─── DATA LINES

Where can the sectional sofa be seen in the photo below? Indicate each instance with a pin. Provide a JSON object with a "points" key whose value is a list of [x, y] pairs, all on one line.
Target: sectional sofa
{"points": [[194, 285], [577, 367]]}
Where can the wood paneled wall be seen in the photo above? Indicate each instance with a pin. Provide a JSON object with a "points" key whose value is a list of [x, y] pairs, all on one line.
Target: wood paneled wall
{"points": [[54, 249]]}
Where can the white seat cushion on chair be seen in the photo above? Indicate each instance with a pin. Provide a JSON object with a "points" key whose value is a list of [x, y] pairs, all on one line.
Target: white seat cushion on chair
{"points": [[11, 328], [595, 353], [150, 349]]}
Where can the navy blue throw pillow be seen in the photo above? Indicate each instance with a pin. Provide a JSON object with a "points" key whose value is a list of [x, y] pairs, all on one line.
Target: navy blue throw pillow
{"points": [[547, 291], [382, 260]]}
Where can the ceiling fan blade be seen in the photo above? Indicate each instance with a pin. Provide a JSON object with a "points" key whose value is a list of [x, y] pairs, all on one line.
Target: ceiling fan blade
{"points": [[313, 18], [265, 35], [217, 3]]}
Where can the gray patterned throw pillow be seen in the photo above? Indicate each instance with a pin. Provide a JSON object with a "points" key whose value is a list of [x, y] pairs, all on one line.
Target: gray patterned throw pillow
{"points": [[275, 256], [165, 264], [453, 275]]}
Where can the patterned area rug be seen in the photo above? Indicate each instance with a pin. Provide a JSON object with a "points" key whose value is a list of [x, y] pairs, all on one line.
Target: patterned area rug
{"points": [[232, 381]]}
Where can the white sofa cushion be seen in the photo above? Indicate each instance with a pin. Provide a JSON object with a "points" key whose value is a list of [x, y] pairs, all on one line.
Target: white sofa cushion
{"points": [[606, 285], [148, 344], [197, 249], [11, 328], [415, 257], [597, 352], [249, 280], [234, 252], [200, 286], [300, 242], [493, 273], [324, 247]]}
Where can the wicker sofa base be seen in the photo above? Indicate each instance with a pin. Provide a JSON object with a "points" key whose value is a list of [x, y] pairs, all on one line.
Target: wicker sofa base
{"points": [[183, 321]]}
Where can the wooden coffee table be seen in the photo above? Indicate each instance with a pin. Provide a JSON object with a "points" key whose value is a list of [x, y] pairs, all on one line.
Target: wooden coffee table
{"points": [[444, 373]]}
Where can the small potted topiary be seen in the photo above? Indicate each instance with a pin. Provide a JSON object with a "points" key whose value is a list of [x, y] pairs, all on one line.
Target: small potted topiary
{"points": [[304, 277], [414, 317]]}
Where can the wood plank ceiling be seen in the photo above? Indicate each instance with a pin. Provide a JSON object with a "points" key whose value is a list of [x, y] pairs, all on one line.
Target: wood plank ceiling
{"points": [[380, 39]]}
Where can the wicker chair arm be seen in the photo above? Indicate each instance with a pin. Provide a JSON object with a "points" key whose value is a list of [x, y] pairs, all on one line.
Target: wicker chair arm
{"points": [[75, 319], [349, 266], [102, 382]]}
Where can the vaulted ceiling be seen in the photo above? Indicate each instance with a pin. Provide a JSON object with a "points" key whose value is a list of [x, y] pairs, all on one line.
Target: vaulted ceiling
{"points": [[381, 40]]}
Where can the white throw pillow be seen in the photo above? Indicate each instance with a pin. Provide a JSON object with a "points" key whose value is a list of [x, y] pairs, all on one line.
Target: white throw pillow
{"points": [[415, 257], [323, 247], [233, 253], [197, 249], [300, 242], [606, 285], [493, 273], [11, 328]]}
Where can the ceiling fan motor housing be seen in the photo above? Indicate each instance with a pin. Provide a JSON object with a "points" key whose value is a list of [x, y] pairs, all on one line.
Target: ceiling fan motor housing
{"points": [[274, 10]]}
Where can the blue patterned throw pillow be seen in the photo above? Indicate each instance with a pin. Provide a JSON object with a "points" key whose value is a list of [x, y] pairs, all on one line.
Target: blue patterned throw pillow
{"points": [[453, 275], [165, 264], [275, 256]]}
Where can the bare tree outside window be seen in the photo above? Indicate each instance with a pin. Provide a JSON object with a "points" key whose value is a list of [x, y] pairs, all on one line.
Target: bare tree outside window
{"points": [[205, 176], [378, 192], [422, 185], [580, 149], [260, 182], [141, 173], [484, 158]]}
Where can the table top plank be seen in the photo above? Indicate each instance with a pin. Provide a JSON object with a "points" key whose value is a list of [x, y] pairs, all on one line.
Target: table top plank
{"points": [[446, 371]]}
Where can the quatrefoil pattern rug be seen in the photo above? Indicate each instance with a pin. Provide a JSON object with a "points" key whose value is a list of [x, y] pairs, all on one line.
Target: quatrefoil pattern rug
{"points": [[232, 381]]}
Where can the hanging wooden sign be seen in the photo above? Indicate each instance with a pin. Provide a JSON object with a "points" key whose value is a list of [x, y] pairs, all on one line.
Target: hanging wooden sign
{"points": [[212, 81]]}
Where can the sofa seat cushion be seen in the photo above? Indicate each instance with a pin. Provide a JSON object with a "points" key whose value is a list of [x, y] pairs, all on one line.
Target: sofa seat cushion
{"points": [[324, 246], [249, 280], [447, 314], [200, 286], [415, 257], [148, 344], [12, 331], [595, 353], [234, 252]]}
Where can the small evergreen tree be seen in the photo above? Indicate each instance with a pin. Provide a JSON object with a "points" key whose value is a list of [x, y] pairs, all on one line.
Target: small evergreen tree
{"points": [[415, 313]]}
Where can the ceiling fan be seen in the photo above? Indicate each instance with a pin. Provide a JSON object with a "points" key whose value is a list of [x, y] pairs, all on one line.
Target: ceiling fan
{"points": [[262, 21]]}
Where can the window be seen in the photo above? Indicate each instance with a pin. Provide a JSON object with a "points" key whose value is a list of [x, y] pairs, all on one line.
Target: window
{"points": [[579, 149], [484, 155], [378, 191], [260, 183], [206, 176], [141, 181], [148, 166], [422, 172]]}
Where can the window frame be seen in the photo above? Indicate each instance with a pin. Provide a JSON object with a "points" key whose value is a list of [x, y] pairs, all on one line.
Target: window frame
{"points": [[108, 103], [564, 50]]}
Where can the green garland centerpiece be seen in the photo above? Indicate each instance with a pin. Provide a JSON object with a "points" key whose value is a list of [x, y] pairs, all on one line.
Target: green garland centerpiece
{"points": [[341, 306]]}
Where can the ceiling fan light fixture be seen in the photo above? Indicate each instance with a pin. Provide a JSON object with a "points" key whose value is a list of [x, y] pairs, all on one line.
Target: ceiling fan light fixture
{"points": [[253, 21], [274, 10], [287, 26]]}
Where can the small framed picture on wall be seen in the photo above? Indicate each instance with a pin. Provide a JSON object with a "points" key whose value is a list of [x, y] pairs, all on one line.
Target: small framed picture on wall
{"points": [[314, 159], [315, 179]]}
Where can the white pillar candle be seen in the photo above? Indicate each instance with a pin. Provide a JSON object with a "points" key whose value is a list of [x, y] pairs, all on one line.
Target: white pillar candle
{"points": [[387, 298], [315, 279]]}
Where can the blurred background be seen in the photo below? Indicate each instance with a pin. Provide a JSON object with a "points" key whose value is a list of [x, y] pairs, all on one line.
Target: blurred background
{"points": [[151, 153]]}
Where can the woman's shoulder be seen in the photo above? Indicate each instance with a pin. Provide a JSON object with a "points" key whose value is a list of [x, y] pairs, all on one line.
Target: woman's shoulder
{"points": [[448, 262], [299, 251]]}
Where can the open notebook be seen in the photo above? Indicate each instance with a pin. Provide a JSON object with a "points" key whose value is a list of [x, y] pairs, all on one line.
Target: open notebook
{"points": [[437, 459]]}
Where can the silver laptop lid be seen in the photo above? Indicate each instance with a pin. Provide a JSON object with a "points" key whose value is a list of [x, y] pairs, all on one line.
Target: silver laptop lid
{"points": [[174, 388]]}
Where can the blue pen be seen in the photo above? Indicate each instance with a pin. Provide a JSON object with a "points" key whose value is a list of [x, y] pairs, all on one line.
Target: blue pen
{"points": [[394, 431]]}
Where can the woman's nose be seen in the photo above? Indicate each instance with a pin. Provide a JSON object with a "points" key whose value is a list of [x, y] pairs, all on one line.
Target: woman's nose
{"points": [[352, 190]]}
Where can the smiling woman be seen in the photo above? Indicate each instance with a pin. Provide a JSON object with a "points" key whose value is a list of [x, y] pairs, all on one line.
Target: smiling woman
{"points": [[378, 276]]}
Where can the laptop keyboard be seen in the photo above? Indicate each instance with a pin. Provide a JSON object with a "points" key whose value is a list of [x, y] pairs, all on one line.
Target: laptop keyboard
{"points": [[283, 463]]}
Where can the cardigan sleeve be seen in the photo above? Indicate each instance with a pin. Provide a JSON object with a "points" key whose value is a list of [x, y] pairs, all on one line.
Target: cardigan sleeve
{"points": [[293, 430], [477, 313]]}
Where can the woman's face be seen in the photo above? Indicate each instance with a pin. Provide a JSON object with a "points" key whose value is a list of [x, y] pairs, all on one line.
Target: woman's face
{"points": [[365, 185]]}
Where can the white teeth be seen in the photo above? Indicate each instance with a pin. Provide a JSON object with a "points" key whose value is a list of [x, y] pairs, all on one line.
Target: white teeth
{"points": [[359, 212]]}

──────

§ **INSTRUCTION**
Reproduce verbatim everything from the line containing "Where can the white teeth" down to the last of the lines above, with both ends included.

§ **COMPLETED EXERCISE**
Where can the white teeth be seen in the photo above? Indicate each instance with a pin. Provide a JSON object with a "points" key whose value is a list of [x, y] pairs, all on one line.
Target: white teeth
{"points": [[359, 212]]}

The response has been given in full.